### EXCERPT PROVIDED
Main Menu



    IT Department

Password Maintenance Policy

In an effort to provide secured and reliable computing environment to all the members of the DCC Community, and based on the approval of H. E. The Rector on the recommendations of the Computer Utilization Committee, the DCC IT has developed an enhanced password maintenance policy for both the Internet and UNIX accounts. We kindly request all our community to adherence to the following policy statements:
  1. All users are advised to change their passwords for both the Internet and UNIX accounts once before May 15, 2001 for the first time, and must change them every three months thereafter. The Unix and NT systems will enforce the users to change the password in the due time. An earlier e-mail warning will be sent to users to remind them about the due date for the password change.

### MATERIAL SHOWN
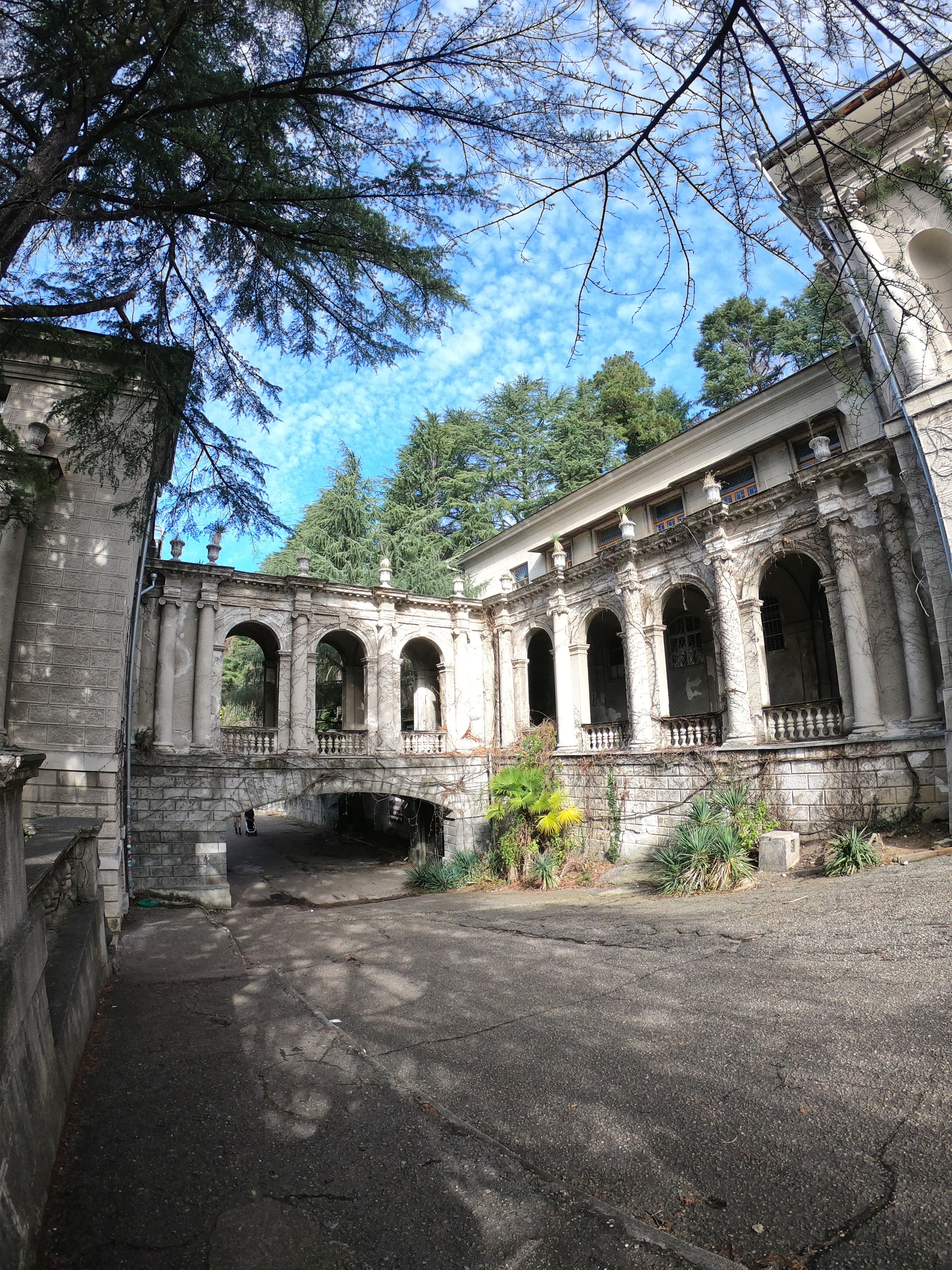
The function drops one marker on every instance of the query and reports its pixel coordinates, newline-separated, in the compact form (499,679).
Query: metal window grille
(686,647)
(772,624)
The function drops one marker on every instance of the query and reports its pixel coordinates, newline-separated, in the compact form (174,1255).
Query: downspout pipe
(881,352)
(130,677)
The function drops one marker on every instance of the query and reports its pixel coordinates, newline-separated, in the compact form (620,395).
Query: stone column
(12,544)
(654,635)
(923,710)
(565,706)
(205,671)
(636,677)
(165,673)
(299,682)
(838,633)
(284,700)
(856,626)
(579,654)
(739,725)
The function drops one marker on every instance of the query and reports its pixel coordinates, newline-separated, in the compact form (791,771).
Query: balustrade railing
(353,741)
(605,736)
(808,722)
(692,729)
(423,742)
(249,741)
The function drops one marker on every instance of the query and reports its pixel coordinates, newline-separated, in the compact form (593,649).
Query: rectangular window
(772,624)
(803,452)
(668,515)
(607,535)
(739,484)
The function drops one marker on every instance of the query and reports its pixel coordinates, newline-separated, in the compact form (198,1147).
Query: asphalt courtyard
(483,1080)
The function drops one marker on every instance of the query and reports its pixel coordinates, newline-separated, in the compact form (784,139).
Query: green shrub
(432,876)
(545,871)
(850,852)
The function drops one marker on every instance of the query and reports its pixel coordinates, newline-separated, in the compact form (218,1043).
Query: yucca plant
(850,852)
(545,871)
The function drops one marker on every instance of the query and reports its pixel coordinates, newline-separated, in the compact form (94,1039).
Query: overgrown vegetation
(714,849)
(850,852)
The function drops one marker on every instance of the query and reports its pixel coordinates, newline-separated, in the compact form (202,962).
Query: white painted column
(856,625)
(205,670)
(923,709)
(12,544)
(638,681)
(838,633)
(165,673)
(299,682)
(565,706)
(739,725)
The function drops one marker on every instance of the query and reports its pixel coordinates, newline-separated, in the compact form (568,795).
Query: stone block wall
(814,789)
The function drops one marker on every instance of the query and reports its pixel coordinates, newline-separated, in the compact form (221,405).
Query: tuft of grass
(432,876)
(850,852)
(545,871)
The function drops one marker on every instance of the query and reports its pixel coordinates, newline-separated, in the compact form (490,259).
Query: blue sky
(522,319)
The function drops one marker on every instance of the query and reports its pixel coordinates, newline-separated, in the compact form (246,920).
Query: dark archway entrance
(801,666)
(608,699)
(541,675)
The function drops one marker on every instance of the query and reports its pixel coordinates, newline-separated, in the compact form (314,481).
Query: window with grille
(772,624)
(739,484)
(668,515)
(805,456)
(608,535)
(685,642)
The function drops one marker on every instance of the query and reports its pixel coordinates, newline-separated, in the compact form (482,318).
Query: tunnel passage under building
(541,676)
(421,709)
(339,684)
(801,666)
(249,692)
(606,661)
(690,654)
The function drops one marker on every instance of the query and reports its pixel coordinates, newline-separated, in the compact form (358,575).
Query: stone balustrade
(809,722)
(423,742)
(692,731)
(605,736)
(352,741)
(249,741)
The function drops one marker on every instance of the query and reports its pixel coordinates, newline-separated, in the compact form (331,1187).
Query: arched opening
(541,676)
(801,666)
(931,256)
(249,685)
(690,654)
(421,708)
(339,684)
(606,658)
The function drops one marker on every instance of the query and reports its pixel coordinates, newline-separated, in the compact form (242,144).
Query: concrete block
(779,851)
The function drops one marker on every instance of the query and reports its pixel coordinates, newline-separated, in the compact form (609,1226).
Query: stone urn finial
(820,447)
(37,433)
(713,488)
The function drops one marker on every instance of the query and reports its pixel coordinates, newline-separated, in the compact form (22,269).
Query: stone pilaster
(739,728)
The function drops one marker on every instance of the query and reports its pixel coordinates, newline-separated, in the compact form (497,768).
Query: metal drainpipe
(878,343)
(130,675)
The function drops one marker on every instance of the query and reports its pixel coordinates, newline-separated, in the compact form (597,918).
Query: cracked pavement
(763,1075)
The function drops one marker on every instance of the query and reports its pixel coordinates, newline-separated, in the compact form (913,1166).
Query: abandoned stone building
(765,597)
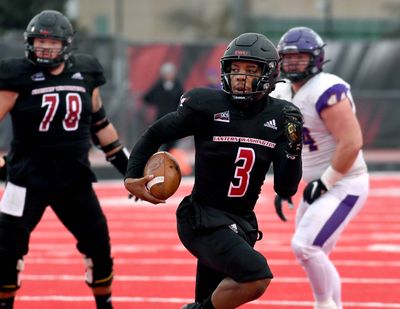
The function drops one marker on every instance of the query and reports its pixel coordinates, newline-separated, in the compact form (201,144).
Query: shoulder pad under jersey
(202,98)
(15,68)
(85,63)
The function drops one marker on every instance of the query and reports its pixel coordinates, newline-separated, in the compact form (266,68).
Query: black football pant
(78,209)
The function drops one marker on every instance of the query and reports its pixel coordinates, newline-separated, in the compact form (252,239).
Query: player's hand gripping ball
(167,175)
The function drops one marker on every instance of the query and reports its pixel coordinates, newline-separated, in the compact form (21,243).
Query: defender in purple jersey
(333,163)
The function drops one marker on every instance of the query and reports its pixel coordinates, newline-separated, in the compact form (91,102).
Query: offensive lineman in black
(54,101)
(238,131)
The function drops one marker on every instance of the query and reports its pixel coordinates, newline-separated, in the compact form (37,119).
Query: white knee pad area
(329,304)
(304,252)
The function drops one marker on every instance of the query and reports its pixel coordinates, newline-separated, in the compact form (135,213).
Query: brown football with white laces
(167,175)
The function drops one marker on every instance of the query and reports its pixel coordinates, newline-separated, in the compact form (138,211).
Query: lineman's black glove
(293,130)
(314,190)
(278,202)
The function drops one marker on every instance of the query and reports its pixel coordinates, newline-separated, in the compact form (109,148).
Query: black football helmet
(302,40)
(53,25)
(256,48)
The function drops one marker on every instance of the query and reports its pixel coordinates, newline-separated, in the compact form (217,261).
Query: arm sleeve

### TASK GOAL
Under the password maintenance policy, how often must users change their passwords after the first change?

### ANSWER
Every three months.